(Data extracts begins)

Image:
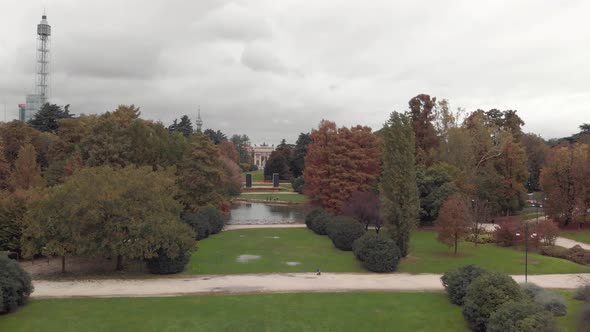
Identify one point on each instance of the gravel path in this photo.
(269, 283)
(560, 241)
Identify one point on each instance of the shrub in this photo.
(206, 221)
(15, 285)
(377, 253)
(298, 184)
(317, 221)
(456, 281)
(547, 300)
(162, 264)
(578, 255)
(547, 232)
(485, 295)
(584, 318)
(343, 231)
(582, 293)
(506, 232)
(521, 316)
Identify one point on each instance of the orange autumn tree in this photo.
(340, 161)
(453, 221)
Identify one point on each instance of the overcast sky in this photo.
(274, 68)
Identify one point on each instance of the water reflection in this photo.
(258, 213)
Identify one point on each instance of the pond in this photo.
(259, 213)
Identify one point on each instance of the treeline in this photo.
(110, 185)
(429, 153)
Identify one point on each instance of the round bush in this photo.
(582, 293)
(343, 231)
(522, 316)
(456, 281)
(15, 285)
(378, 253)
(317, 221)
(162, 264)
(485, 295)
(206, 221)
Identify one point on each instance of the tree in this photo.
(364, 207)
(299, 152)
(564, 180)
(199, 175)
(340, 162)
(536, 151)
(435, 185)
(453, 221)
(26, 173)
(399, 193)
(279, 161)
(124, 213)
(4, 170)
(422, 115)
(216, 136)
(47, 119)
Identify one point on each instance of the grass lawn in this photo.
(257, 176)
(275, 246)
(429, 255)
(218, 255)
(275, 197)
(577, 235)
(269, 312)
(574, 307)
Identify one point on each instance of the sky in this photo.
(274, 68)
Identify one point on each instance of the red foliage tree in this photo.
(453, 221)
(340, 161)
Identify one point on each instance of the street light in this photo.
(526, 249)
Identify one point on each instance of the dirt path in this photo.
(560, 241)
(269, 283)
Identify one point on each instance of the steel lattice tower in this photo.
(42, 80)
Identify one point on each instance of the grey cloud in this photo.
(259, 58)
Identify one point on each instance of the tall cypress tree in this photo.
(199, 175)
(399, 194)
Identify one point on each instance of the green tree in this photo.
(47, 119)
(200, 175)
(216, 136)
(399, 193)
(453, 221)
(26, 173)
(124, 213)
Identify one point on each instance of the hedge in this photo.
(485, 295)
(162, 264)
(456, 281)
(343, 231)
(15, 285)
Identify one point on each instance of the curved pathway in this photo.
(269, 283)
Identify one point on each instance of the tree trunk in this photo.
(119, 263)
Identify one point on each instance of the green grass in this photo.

(Data extracts ends)

Exercise description: Images are to be excluded, and each record above written out word for word.

Reply:
Image:
Identify one point on each instance of the gravel path in this photo.
(269, 283)
(560, 241)
Identify one point on each instance of the shrub in this photo.
(206, 221)
(15, 285)
(377, 253)
(298, 184)
(317, 221)
(456, 281)
(547, 300)
(162, 264)
(578, 255)
(547, 232)
(485, 295)
(584, 318)
(343, 231)
(582, 293)
(506, 232)
(521, 316)
Identify one point on each instance of the orange autumn tree in this photo.
(340, 161)
(453, 221)
Identify one point on each instance of the overcast sky in this photo.
(274, 68)
Identify one point on each instance of the water reflection in this photo.
(258, 213)
Identify one point on each instance of the pond in this photo.
(259, 213)
Identify one point on each instance of the treeline in this photo.
(110, 185)
(429, 153)
Identify one point on each instance of the round bush in this photo.
(582, 293)
(343, 231)
(522, 316)
(456, 281)
(15, 285)
(378, 253)
(317, 221)
(162, 264)
(485, 295)
(206, 221)
Identify one point on each instance of the tree in this photo.
(364, 207)
(299, 152)
(564, 180)
(199, 175)
(340, 162)
(536, 151)
(435, 185)
(453, 221)
(26, 173)
(399, 193)
(279, 161)
(124, 213)
(4, 170)
(422, 115)
(216, 136)
(47, 119)
Identify one point on each instance of the grass lawn in this photo.
(257, 176)
(275, 246)
(429, 255)
(218, 255)
(275, 197)
(577, 235)
(269, 312)
(574, 307)
Identify one point on each instance of the sky in this photo.
(274, 68)
Identify one point on each instance of the red foliage tree in this photo.
(453, 221)
(340, 161)
Identify one point on each instance of the street light in this photo.
(526, 249)
Identify one point on each instance of the dirt path in this photo.
(560, 241)
(269, 283)
Identify one point on each instance of the steel lattice tower in this photo.
(42, 80)
Identify one point on each instance of the grey cloud in this photo.
(259, 58)
Identify one point on each instance of the tall cypress tree in this photo.
(199, 175)
(399, 194)
Identify one point on each instance of the green tree in this photo.
(47, 119)
(200, 175)
(216, 136)
(399, 193)
(453, 221)
(26, 173)
(124, 213)
Identify one point on each instance of the hedge in this photo.
(485, 295)
(162, 264)
(456, 281)
(343, 231)
(15, 285)
Identify one point on each instance of the curved pathway in this photo.
(269, 283)
Identify one point on each instance of the tree trunk in this photo.
(119, 263)
Identify one point on each instance of the green grass in this photo.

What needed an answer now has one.